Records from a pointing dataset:
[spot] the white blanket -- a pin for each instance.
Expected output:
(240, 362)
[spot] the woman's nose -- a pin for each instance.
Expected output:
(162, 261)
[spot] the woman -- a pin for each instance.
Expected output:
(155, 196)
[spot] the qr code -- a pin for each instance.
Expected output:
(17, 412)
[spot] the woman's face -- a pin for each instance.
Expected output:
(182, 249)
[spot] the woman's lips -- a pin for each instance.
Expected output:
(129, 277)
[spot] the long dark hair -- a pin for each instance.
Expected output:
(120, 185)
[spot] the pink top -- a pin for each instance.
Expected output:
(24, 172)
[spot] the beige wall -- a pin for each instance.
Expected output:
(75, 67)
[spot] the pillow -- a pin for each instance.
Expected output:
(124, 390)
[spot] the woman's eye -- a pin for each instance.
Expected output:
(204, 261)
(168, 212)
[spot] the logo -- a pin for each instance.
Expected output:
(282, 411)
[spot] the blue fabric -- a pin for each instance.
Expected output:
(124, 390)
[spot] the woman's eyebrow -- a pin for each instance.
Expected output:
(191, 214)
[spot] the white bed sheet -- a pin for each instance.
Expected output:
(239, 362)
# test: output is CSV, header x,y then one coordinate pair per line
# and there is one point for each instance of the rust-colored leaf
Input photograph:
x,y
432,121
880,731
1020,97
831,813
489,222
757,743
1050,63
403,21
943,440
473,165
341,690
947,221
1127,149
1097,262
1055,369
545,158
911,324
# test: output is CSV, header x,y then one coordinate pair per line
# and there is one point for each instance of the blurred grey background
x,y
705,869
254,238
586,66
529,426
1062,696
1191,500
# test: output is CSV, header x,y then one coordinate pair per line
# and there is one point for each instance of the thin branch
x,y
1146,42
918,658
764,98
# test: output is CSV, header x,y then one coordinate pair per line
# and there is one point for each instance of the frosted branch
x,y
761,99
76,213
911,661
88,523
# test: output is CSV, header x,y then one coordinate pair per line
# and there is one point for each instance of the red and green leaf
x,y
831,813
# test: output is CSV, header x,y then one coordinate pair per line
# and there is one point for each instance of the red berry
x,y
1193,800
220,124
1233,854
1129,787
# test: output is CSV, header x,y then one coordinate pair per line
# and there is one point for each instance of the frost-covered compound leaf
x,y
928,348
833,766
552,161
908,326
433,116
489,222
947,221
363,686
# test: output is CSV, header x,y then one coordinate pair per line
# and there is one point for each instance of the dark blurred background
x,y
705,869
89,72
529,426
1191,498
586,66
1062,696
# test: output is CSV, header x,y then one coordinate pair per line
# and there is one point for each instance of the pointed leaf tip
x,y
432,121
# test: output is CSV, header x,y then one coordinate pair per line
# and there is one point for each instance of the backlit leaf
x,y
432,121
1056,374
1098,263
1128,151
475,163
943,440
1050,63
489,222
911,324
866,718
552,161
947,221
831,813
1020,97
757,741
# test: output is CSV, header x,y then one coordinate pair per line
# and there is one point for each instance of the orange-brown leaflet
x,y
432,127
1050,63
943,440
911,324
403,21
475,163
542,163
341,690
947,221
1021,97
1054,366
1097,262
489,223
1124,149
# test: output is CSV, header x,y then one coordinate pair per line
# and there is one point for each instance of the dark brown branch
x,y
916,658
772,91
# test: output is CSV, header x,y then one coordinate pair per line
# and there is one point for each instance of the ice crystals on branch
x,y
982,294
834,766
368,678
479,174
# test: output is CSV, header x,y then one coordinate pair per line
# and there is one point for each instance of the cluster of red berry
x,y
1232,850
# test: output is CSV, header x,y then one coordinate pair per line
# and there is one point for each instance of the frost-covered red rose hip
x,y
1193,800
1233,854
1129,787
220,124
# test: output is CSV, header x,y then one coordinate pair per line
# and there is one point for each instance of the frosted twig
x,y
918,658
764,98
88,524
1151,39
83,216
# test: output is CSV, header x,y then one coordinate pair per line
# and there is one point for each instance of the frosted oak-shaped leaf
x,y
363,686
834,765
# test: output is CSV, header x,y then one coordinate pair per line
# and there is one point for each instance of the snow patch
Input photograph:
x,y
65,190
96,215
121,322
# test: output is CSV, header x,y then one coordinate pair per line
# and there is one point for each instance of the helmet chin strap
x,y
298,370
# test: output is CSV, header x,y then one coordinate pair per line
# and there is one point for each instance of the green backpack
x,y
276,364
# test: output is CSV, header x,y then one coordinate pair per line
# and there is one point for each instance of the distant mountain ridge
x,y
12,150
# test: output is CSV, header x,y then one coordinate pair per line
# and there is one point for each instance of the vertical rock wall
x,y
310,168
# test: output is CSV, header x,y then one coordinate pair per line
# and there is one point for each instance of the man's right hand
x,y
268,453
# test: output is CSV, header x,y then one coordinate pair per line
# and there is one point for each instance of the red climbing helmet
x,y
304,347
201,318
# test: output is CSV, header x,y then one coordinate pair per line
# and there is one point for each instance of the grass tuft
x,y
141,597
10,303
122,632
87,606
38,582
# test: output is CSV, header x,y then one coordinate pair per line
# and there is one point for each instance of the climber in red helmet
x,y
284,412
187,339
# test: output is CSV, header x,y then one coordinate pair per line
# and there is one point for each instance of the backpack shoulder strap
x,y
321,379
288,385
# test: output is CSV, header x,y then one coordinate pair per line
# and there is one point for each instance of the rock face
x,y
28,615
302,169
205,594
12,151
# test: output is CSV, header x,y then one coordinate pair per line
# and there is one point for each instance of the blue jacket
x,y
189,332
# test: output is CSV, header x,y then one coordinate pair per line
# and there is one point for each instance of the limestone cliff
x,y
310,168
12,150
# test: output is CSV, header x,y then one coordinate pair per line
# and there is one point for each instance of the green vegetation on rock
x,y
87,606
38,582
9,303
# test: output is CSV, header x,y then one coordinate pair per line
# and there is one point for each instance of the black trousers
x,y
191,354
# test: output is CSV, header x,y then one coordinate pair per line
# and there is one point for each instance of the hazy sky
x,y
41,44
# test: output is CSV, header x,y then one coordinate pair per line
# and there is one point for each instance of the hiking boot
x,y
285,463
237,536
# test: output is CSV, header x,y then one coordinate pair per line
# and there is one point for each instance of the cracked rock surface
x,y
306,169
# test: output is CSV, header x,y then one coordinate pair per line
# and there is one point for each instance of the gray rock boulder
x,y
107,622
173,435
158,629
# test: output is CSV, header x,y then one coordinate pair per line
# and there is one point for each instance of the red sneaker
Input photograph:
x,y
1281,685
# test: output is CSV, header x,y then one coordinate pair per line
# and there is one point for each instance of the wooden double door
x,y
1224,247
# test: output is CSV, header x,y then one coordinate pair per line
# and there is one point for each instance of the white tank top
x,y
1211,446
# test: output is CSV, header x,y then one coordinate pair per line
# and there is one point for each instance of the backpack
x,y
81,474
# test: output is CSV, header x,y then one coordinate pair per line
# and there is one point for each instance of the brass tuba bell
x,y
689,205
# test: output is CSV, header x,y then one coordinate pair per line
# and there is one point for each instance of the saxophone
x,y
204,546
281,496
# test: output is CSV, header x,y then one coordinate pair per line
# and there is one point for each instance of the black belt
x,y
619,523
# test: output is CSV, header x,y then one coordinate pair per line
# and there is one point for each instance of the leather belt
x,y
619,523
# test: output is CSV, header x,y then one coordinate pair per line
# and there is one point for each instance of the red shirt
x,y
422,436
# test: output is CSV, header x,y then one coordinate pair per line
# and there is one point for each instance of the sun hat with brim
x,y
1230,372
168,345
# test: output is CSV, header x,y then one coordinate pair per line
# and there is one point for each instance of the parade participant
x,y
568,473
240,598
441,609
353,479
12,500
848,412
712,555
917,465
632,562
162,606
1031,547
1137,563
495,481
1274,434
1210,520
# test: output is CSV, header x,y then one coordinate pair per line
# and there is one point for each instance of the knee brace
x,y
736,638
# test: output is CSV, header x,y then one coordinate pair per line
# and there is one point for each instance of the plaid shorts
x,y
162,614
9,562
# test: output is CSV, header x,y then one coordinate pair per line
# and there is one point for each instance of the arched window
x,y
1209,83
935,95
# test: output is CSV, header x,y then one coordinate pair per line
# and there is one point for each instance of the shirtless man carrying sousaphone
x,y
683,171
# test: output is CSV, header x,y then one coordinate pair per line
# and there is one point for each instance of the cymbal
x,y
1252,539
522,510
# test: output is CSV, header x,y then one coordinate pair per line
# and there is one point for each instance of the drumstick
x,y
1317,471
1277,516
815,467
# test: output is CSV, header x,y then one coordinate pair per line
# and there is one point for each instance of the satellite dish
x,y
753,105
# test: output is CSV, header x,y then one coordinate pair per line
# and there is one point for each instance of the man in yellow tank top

EXERCISE TASK: Filter the listing above down to the lines that contain the word "helmet", and copy each of those lines.

THE RESPONSE:
# and there is one point for each instance of the helmet chin strap
# and there is one point for each instance of the red climbing helmet
# and there is one point for each instance of the climber in red helmet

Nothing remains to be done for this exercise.